§ Problema breve a
Transcribe sin cambios el pasaje sobre el cabo de Hornos, empezando en "Pertenece a Chile" y terminando en "inmediato al mar.".

Así, Atlántico y Pacífico devienen uno en el cabo de Hornos, en el meridiano del mismo nombre. Territorios en los extremos meridionales que rezuman belleza salvaje y a la vista ofrecen paisajes excepcionales. Y, sobre todo, la placidez que amplifica la ausencia de la mano torpe del hombre, a menudo destructora antes que protectora de flora y fauna que le precedieron por miles de años. El uno no es superior al otro. No hay reclamos de espacios sino continuidad inagotable. Poco más al norte, argentinos y chilenos necesitaron de mediación para resolver su diferendo por el canal de Beagle, un simple trozo de geografía acuática en una inmensidad de miles de kilómetros en donde la vida “salvaje” supera a la “civilizada”.

Pertenece a Chile el punto geográfico, bautizado por el descubridor holandés con el nombre de una ciudad de su país: Hoorn. Antes de que el canal de Panamá acortara en la segunda década del siglo pasado la navegación entre el este y el oeste de las Américas, el Paso de Drake era la ruta obligada, en cuyo lado norte se ubica esa masa rocosa en forma de albatros, cubierta de una tupida vegetación verde en el verano austral. Atrás, en lontananza, la nieve aún corona las cúspides de la cadena montañosa que, como patrullero solitario, guarda estos lugares remotos, preservados como parques naturales y libres de asentamientos humanos salvo por el monumento que honra a los marineros perecidos en la zona, allá en lo alto de un cerro que se precipita de inmediato al mar.

§ Problema breve b
Actualiza las líneas del listado que van desde la que contiene "Target: rusty wire" hasta la que contiene "x=368 y=690", ambas incluidas, sustituyendo "goose" por "duck" sin tocar nada más. Entrega solo esas líneas.

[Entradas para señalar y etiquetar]
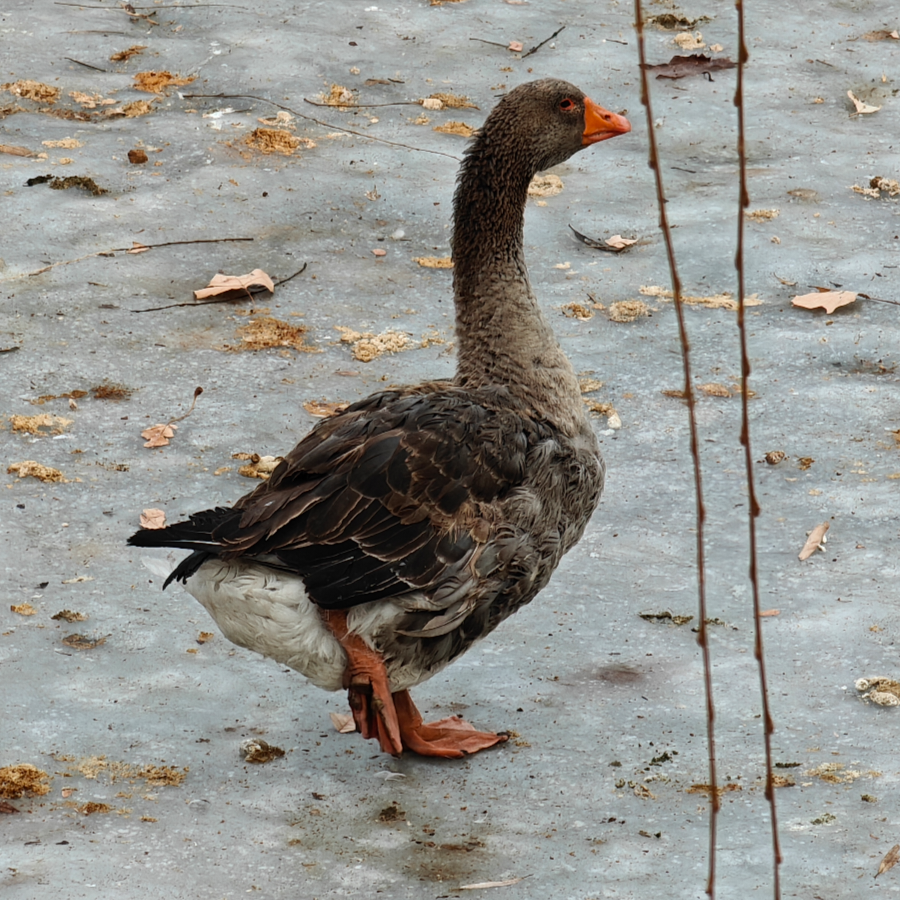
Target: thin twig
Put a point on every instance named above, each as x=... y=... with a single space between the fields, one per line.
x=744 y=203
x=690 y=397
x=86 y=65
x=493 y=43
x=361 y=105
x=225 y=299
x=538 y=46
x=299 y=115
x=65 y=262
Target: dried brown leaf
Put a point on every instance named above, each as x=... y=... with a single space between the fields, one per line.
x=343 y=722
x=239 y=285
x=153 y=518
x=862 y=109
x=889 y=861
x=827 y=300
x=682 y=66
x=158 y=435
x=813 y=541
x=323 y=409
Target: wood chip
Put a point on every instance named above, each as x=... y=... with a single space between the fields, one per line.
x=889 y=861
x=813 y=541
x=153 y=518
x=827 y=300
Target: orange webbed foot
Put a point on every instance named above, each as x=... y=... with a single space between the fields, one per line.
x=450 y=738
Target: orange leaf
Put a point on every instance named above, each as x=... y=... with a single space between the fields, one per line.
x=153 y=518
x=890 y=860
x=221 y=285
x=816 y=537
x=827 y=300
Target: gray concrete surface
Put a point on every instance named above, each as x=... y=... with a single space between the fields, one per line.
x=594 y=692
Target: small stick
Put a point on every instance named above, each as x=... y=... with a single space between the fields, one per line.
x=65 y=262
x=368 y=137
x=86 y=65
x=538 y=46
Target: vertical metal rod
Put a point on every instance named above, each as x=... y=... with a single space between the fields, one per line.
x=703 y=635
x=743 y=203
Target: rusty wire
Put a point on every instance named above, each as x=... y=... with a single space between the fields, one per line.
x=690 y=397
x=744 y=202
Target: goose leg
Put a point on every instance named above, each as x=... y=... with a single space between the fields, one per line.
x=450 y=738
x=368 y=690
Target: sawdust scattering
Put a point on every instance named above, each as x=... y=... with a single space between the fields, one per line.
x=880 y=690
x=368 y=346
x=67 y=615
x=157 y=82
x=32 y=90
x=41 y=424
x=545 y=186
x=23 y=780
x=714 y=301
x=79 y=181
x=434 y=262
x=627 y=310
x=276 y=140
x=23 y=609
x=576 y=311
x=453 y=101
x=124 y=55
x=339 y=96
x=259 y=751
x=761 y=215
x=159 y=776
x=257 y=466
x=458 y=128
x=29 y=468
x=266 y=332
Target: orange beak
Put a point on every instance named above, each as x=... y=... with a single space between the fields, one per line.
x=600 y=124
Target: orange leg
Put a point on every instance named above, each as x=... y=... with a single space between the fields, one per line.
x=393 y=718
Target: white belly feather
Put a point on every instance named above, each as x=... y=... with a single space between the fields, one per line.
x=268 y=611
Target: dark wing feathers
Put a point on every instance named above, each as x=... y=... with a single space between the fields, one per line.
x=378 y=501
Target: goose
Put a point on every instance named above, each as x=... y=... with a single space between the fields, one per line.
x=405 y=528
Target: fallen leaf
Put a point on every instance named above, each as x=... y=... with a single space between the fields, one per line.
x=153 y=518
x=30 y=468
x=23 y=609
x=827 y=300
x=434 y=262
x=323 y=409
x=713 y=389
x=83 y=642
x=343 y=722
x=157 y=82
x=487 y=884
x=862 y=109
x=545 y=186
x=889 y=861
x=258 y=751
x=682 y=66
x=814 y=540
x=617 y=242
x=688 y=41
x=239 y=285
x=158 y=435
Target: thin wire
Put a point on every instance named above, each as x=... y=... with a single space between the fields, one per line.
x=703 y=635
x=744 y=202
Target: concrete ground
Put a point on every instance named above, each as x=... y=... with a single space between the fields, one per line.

§ Respuesta correcta a
Pertenece a Chile el punto geográfico, bautizado por el descubridor holandés con el nombre de una ciudad de su país: Hoorn. Antes de que el canal de Panamá acortara en la segunda década del siglo pasado la navegación entre el este y el oeste de las Américas, el Paso de Drake era la ruta obligada, en cuyo lado norte se ubica esa masa rocosa en forma de albatros, cubierta de una tupida vegetación verde en el verano austral. Atrás, en lontananza, la nieve aún corona las cúspides de la cadena montañosa que, como patrullero solitario, guarda estos lugares remotos, preservados como parques naturales y libres de asentamientos humanos salvo por el monumento que honra a los marineros perecidos en la zona, allá en lo alto de un cerro que se precipita de inmediato al mar.

§ Respuesta correcta b
Target: rusty wire
Put a point on every instance named above, each as x=... y=... with a single space between the fields, one per line.
x=690 y=397
x=744 y=202
Target: duck leg
Put a point on every instance named above, each as x=... y=... with a single space between the fields, one per line.
x=450 y=738
x=368 y=690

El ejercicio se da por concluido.